## [Your task]
Exact wording is required for every entry; transcribe all of them and leave the images out.

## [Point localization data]
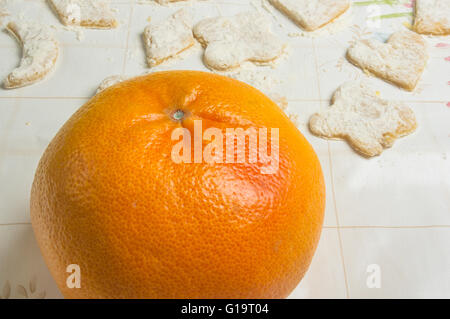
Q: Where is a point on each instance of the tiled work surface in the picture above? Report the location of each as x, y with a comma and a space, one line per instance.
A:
392, 211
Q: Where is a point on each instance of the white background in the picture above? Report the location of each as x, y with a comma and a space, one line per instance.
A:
393, 210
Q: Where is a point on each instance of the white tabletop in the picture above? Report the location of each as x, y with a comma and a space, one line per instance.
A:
390, 213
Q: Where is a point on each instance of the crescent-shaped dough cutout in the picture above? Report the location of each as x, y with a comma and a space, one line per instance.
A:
39, 54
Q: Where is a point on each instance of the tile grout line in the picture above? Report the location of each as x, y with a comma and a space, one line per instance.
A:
130, 19
341, 249
9, 124
338, 227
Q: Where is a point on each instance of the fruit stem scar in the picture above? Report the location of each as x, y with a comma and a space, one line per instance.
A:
178, 115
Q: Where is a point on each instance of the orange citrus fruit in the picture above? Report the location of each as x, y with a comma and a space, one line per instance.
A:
109, 197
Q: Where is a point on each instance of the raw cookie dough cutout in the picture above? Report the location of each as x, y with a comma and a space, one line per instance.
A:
367, 122
39, 53
231, 41
312, 15
85, 13
400, 61
169, 38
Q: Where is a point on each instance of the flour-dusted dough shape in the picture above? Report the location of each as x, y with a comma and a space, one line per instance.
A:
169, 38
312, 15
367, 122
39, 54
400, 61
231, 41
85, 13
432, 17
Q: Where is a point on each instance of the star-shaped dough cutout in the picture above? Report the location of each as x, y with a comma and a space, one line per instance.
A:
367, 122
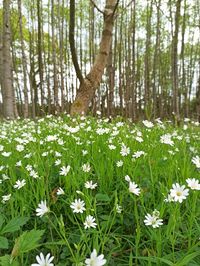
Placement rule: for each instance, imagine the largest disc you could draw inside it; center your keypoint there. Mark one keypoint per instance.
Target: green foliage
(27, 242)
(120, 234)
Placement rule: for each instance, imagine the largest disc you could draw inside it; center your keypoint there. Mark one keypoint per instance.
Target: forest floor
(93, 192)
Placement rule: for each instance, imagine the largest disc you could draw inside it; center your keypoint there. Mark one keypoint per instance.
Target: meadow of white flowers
(86, 191)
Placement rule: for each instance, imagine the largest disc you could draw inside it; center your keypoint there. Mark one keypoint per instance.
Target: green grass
(123, 238)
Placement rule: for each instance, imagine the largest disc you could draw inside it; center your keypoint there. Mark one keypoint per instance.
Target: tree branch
(95, 5)
(72, 41)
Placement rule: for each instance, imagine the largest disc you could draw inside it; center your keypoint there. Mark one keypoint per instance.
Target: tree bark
(90, 83)
(175, 82)
(7, 82)
(24, 61)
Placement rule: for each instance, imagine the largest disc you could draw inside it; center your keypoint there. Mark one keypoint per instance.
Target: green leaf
(7, 260)
(14, 225)
(27, 241)
(1, 220)
(156, 260)
(187, 258)
(3, 242)
(102, 197)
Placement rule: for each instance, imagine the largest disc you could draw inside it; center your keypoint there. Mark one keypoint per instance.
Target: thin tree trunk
(91, 82)
(24, 61)
(7, 88)
(175, 83)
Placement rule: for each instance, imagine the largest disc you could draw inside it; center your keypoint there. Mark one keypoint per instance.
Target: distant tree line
(138, 59)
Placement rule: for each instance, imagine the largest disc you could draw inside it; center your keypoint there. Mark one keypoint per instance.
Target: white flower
(101, 131)
(169, 198)
(58, 154)
(124, 150)
(42, 208)
(29, 167)
(139, 139)
(112, 147)
(6, 198)
(90, 185)
(118, 208)
(127, 178)
(133, 188)
(153, 220)
(95, 260)
(6, 154)
(19, 163)
(90, 222)
(1, 147)
(78, 206)
(19, 148)
(86, 168)
(58, 162)
(166, 139)
(147, 123)
(84, 152)
(43, 261)
(119, 163)
(179, 193)
(64, 170)
(19, 184)
(33, 173)
(51, 138)
(60, 191)
(193, 183)
(196, 161)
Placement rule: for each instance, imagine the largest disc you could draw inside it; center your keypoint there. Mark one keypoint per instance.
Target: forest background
(153, 67)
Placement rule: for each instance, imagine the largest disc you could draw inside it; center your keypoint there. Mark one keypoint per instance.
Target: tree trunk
(24, 61)
(90, 83)
(175, 84)
(7, 82)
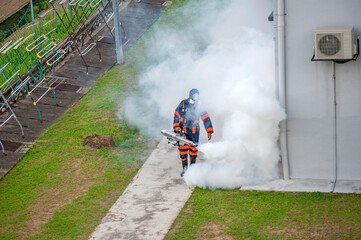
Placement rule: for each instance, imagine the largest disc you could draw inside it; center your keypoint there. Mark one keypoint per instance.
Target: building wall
(310, 94)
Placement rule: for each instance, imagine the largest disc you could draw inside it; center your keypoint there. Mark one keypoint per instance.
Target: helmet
(193, 92)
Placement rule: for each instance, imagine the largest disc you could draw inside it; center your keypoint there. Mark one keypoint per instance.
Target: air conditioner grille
(329, 45)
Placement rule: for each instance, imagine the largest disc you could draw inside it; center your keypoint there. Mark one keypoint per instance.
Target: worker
(186, 120)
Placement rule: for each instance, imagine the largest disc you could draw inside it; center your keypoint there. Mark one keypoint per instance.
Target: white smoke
(226, 51)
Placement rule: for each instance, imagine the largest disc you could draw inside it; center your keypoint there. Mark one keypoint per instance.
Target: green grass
(268, 215)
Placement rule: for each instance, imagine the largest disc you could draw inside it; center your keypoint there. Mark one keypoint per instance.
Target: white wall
(310, 89)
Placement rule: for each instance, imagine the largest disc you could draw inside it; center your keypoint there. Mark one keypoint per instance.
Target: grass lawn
(235, 214)
(61, 190)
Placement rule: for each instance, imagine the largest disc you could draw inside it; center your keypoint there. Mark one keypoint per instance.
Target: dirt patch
(74, 182)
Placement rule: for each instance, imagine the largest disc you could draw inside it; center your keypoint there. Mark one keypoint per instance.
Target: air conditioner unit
(334, 43)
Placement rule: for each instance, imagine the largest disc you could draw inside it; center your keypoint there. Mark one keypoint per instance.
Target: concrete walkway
(151, 202)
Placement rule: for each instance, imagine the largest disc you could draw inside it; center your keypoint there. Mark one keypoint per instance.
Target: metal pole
(118, 36)
(32, 16)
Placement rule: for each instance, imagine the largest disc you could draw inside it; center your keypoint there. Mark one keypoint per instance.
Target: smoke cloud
(225, 50)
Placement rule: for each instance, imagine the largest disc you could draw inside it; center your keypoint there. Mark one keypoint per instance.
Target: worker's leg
(183, 152)
(193, 153)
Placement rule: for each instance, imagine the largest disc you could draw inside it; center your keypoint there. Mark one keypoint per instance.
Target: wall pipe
(281, 70)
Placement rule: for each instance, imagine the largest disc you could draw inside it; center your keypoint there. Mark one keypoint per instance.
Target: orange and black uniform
(187, 117)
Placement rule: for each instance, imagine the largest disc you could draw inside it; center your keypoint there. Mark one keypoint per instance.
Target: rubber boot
(185, 166)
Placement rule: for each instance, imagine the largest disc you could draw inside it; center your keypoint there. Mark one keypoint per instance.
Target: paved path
(151, 202)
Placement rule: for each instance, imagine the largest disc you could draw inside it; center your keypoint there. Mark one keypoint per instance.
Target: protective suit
(186, 117)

## [Output of the exercise]
Q: Where is a point on each instance of the tiled work surface in the picture above? Report the location of each as x, y with a comma and a space, one line per instance.
A:
392, 211
Q: Where is a point on each instance of the white background in the picture above? Report the location of each as x, y with a comma and a space, one line per instance.
A:
393, 210
Q: Where is a point on each instance of the white tabletop in the picture above? Report the location of each as x, y with a comma and a space, one line per instance.
A:
390, 213
Q: Where is a point on each instance of the crescent-shaped dough cutout in the picture above? Report the location of each as x, y with a comma and a space, one line per instance.
A:
39, 54
Q: Where is a point on each instance of the tile grout line in the picture above? Report the location of each as x, y with a comma and a space, one line per instance.
A:
130, 19
341, 249
9, 124
338, 227
Q: Where is a point on each instance of the fruit stem scar in the picture above? Report the location of each as x, y with a comma and a space, one line per instance.
A:
178, 115
Q: Where is a point on each instance of the orange citrus fruit in the picture above? Report the location of each as x, y with a comma and a space, one line per instance.
A:
109, 197
Q: Where is a point on each instance of the raw cookie dough cutout in the picture above? Report the location of each as x, y with a comma and a space, one line per instance.
A:
367, 122
39, 53
231, 41
312, 15
85, 13
400, 61
169, 38
Q: Where is a point on each instance of the flour-dusted dough shape in the picture above? Report the location of each as x, y with a comma and a space, one line per instance.
A:
169, 38
312, 15
367, 122
39, 54
400, 61
231, 41
85, 13
432, 17
Q: Where is a point on each instance of the star-shaped dough cutout in the picture above? Report the location of each as x, y with a comma and a space, one line per instance.
A:
367, 122
Placement rule: for each instance, imagine the largest disc you could draw inside it; center your keypoint there. Mark one keypoint per instance.
Target: green foliage
(27, 242)
(120, 234)
Placement rule: for each instance, imagine the largest disc you could draw inside it; center your keypoint there. Mark one keypoint per instance.
Target: forest floor
(93, 192)
Placement rule: for each instance, imagine the largest disc you could draw inside it; center your keypoint there. Mark one keypoint per instance.
Target: meadow of white flowers
(86, 191)
Placement rule: for each instance, imagine the largest disc you could draw inside it; center your keypoint there. Mark one keypoint per instance.
Target: green grass
(123, 238)
Placement rule: for each instance, imagine the largest disc you could draw inside it; center your keypoint there. Mark one keypoint per instance.
Target: tree branch
(95, 5)
(72, 41)
Placement rule: for each instance, imagine the largest disc you could draw inside it; center your keypoint there. Mark one keypoint per instance.
Target: tree bark
(90, 83)
(175, 82)
(7, 82)
(24, 61)
Placement rule: for each instance, imagine the largest disc you could draw inside it; center your keypoint there. Mark one keypoint per instance.
Target: green leaf
(7, 260)
(14, 225)
(27, 241)
(1, 220)
(156, 260)
(187, 258)
(3, 242)
(102, 197)
Placement rule: for each instance, imagine the largest disc you could draw inside it; center your keypoint there. Mark one keypoint per instance.
Target: thin tree trunk
(91, 82)
(24, 61)
(7, 88)
(175, 83)
Placement rule: for each instance, imagine the largest disc you could draw inside it; center your keypoint there. Mark one keypoint per instance.
Target: distant tree line
(138, 59)
Placement rule: for each instance, imagine the largest disc you could draw inside it; center your keypoint there. Mark one keypoint per instance.
Target: white flower
(101, 131)
(169, 198)
(58, 154)
(124, 150)
(42, 208)
(29, 167)
(139, 139)
(112, 147)
(6, 198)
(90, 185)
(118, 208)
(127, 178)
(133, 188)
(153, 220)
(95, 260)
(6, 154)
(19, 163)
(90, 222)
(1, 147)
(78, 206)
(19, 148)
(86, 168)
(58, 162)
(166, 139)
(147, 123)
(84, 152)
(43, 261)
(119, 163)
(179, 193)
(64, 170)
(19, 184)
(33, 173)
(51, 138)
(60, 191)
(193, 183)
(196, 161)
Placement rule: for each instance, imagine the largest disc you could draw inside it; center your keypoint there. Mark one keypoint per instance.
Target: forest background
(153, 67)
Placement rule: for each instance, imagine the largest disc you could draw inside it; center your keypoint there. Mark one keypoint per instance.
Target: tree trunk
(24, 61)
(90, 83)
(175, 84)
(7, 82)
Placement rule: for each instance, imagine the largest disc you could draw inside it; center your keypoint there. Mark one keypoint per instance.
Target: building wall
(310, 94)
Placement rule: for each instance, imagine the largest disc you could draw inside it; center your keypoint there. Mark one keypoint per instance.
Target: helmet
(193, 92)
Placement rule: for each instance, imagine the largest disc you could draw inside it; center your keypoint there. Mark one keypoint per instance.
Target: air conditioner grille
(329, 45)
Placement rule: for each instance, imagine the largest disc you could draw inside it; center your keypoint there. Mark one keypoint per instance.
Target: worker
(186, 120)
Placement rule: for each instance, imagine the largest disc you could draw inside it; center your keypoint there. Mark one keypoint per instance.
Target: white smoke
(226, 51)
Placement rule: for each instance, imagine the largest disc you could draw inside it; center your keypoint there. Mark one keypoint per instance.
Target: green grass
(268, 215)
Placement rule: for each instance, imagine the largest disc you could draw inside it; center your keypoint there. Mark one keypoint per instance.
Target: white wall
(310, 89)
Placement rule: for each instance, imagine the largest disc you could draw inside it; center your keypoint there. Mark one keypoint per instance.
Target: grass lawn
(235, 214)
(61, 190)
Placement rule: for each instance, imagine the largest disc you could draw inside it; center your keypoint there. Mark one keypoint per instance.
Target: dirt patch
(74, 182)
Placement rule: for each instance, imagine the largest disc you could draw inside it; center your keypoint there. Mark one keypoint per instance.
Target: air conditioner unit
(334, 43)
Placement rule: for each instance, imagine the largest disc you could draw inside it; center your keypoint there. Mark one keypoint per instance.
Target: concrete walkway
(151, 202)
Placement rule: for each instance, imagine the largest disc you could draw inside it; center your keypoint there. Mark one keypoint per instance.
Target: metal pole
(118, 36)
(32, 16)
Placement rule: for each instance, imagine the largest disc you could draw inside it; center your keypoint there. Mark one keypoint per instance.
Target: smoke cloud
(225, 50)
Placement rule: for each instance, imagine the largest disc you could draw inside it; center your keypoint there. Mark one keypoint per instance.
Target: worker's leg
(183, 152)
(193, 153)
Placement rule: for each instance, imagine the largest disc you could draw inside it; center your keypoint there. Mark one keypoint per instance.
Target: wall pipe
(281, 70)
Placement rule: for each instance, imagine the largest disc you could draw inside it; center your keypoint there. Mark one keypoint per instance.
Target: orange and black uniform
(187, 117)
Placement rule: for each instance, imagine the largest disc you could draw inside it; center your keypoint there. Mark one keypoint per instance.
Target: rubber boot
(185, 166)
Placement rule: for each instance, imagine the largest disc you could draw inside it; center your keypoint there. Mark one keypoint per instance.
Target: paved path
(151, 202)
Placement rule: for each instance, imagine the largest disc you could draw inside it; center your keypoint there. Mark one keypoint per instance.
Target: protective suit
(186, 117)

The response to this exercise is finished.